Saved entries
□ □ □

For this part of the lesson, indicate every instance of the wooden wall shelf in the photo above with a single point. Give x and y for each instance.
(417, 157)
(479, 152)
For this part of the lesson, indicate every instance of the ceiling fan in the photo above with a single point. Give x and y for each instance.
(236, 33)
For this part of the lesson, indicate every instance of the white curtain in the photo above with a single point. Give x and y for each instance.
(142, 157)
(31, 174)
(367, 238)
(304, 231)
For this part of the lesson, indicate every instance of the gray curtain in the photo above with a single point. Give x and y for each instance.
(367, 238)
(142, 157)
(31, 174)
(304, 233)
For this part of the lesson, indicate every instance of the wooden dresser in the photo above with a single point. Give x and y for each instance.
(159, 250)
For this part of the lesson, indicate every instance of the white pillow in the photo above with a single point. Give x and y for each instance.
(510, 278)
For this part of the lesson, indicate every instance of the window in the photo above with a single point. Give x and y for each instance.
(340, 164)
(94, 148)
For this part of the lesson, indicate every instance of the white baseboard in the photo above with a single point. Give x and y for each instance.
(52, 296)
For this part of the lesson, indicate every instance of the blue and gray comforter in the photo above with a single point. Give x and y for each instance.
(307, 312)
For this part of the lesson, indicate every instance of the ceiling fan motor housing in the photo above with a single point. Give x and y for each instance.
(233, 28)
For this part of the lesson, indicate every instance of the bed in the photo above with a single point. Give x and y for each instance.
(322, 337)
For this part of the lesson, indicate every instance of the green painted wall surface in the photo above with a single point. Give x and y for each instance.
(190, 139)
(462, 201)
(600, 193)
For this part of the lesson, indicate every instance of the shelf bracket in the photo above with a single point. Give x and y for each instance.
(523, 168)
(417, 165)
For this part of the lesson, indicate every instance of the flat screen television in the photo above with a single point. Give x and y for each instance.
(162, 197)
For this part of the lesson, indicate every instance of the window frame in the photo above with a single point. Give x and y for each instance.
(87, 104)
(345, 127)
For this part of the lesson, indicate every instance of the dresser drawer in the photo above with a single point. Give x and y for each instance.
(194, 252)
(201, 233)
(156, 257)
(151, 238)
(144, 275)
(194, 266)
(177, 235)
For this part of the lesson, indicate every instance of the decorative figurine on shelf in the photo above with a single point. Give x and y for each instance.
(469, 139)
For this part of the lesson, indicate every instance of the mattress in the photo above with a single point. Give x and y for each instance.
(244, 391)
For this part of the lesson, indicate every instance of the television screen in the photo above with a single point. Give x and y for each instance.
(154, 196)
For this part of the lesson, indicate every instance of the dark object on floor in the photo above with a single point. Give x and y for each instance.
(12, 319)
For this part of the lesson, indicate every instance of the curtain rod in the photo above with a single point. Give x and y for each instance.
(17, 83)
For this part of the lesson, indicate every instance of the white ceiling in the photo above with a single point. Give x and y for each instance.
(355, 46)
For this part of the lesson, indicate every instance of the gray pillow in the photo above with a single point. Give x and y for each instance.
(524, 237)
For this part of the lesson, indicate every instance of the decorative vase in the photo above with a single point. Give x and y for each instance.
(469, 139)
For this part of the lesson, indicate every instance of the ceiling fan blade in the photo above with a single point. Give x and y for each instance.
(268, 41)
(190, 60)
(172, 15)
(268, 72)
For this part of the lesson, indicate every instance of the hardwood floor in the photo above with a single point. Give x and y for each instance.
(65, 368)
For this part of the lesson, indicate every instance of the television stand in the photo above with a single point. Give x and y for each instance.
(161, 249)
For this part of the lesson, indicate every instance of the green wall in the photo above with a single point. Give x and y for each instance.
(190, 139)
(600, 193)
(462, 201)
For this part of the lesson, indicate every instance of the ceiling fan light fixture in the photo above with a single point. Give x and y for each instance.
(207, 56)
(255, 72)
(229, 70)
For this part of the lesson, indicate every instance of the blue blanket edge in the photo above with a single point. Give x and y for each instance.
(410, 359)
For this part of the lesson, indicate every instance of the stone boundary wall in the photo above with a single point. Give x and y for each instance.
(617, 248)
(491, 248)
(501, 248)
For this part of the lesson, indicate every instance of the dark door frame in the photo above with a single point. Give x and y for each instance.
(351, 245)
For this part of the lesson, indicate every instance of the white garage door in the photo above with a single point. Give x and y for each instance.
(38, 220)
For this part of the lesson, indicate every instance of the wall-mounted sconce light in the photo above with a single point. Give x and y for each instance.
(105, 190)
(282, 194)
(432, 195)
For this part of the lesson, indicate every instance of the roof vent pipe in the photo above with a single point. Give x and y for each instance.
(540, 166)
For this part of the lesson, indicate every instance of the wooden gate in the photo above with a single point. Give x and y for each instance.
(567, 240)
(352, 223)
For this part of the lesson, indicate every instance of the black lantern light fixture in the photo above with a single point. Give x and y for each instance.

□ □ □

Transcribe all entries word for word.

■ **Result for this task**
For this part of the lesson, indicate every instance of the wooden wall shelf in the photo above with a single point. Give x and y for each instance.
(417, 157)
(479, 152)
For this part of the lesson, indicate every instance of the ceiling fan in the photo above with a single point. Give x and y for each instance.
(236, 33)
For this part of the lesson, indicate every instance of the white curtain in the photo above with a single point. Give x and y for each instance.
(142, 157)
(31, 174)
(367, 238)
(304, 231)
For this part of the lesson, indicate every instance of the gray curtain in the photo above with a single point. Give x and y for each instance.
(367, 238)
(142, 157)
(31, 174)
(304, 233)
For this part of the lesson, indicate every instance of the wooden dresser in the photo above with a single point. Give x and y for each instance.
(159, 250)
For this part of the lesson, indicate every instance of the white pillow in the photo above with a single point. Give x and y for each instance.
(510, 278)
For this part of the lesson, indicate every instance of the window in the photo above with a single point. Give x and y for each instance.
(340, 164)
(94, 148)
For this part of the lesson, indicate every instance of the white baseboard in the photo above with a single point. Give x and y for each instance.
(52, 296)
For this part of the lesson, indicate every instance of the blue and gray comforter in the photo above with a single point. Give x and y for each instance.
(307, 312)
For this part of the lesson, indicate every instance of the ceiling fan motor housing in the photo above with a single point. Give x and y for each instance.
(233, 28)
For this part of the lesson, indicate every instance of the bed in the photo above with a single point. Give x and y for each instance.
(322, 337)
For this part of the lesson, indicate every instance of the green painted wall surface in the photo above with a single point. Give x and y for each instance.
(190, 139)
(462, 201)
(600, 193)
For this part of the lesson, indicate every instance of the shelf bracket in the photo above with a single point. Give x and y for each instance.
(523, 168)
(417, 165)
For this part of the lesson, indicate every instance of the flat screen television in the photo above with a single point. Give x and y for each instance.
(162, 197)
For this part of the lesson, indicate every instance of the window frame in the photo above with a single point. Give x and y for each instance.
(87, 104)
(345, 127)
For this part of the lesson, indicate every instance of the dresser drawer in the photo above with a single point. Give x and y for each instance.
(194, 252)
(201, 233)
(156, 257)
(151, 238)
(144, 275)
(194, 266)
(177, 235)
For this part of the lesson, indicate every instance of the decorative figurine on shelf in the photo above with a single point. Give x and y for each instance.
(469, 139)
For this part of the lesson, indicate every instance of the mattress in the photo above with a single point. Give x and y for each instance.
(244, 391)
For this part of the lesson, indicate every instance of the television screen in the photo above with a single point. Give x and y for each instance.
(154, 196)
For this part of the lesson, indicate every instance of the dark object on floor in the photo above with a single point. Give x and y for each instance.
(12, 319)
For this part of the lesson, indicate every instance of the curtain rod in the photo above with a single point. Give x and y for each instance.
(17, 83)
For this part of the lesson, indicate every instance of the white ceiling in the photo above with a single point. Give x and y for each instance.
(355, 46)
For this part of the lesson, indicate every instance of the gray pillow in the photo above with a single point. Give x and y for each instance.
(524, 237)
For this part of the lesson, indicate every instance of the decorative vase in the photo above with a single point. Give x and y for each instance.
(469, 139)
For this part of the lesson, indicate every instance of the ceiling fan blade in the photo above with a single point. Give x and y for each instance.
(268, 41)
(190, 60)
(172, 15)
(268, 72)
For this part of the lesson, indicate every instance of the hardwood floor in the photo above with a single point. Give x and y for each instance.
(65, 368)
For this part of the lesson, indicate every instance of the television stand in the photo above with a single point. Give x and y for each instance.
(161, 249)
For this part of the lesson, indicate every instance of the green wall in the photo above with a single point. Give x and y for each instance.
(190, 139)
(600, 193)
(462, 201)
For this part of the lesson, indicate every instance of the ceiling fan light fixture in the photo above with a single point. Give x and y for each instance.
(207, 56)
(255, 72)
(229, 70)
For this part of the lesson, indicate every instance of the blue blanket edge in the photo above with a single point. Give x and y for each instance.
(410, 359)
For this part of the lesson, indicate every instance of the stone boundary wall in the photo above with a single point. Give x and y for each instance.
(617, 248)
(491, 248)
(501, 248)
For this part of the lesson, indicate every instance of the dark door frame in the photo above with a single point. Give x and y for each instance.
(351, 245)
For this part of the lesson, indicate every instance of the white garage door in the photo above with a single point. Give x and y for each instance.
(38, 220)
For this part of the lesson, indicate every instance of the wall-mounted sconce light in the photo above with a single point. Give x and y for each instance.
(105, 190)
(282, 194)
(432, 195)
For this part of the lesson, indicate every instance of the roof vent pipe in the photo above with a single point. Give x and y for each instance.
(540, 166)
For this part of the lesson, indicate every instance of the wooden gate in the photo above with a single point. Give x and y for each instance.
(567, 240)
(352, 223)
For this part of the lesson, indicate every instance of the black lantern light fixture in the photo above with a single point. Give x and y for each instance.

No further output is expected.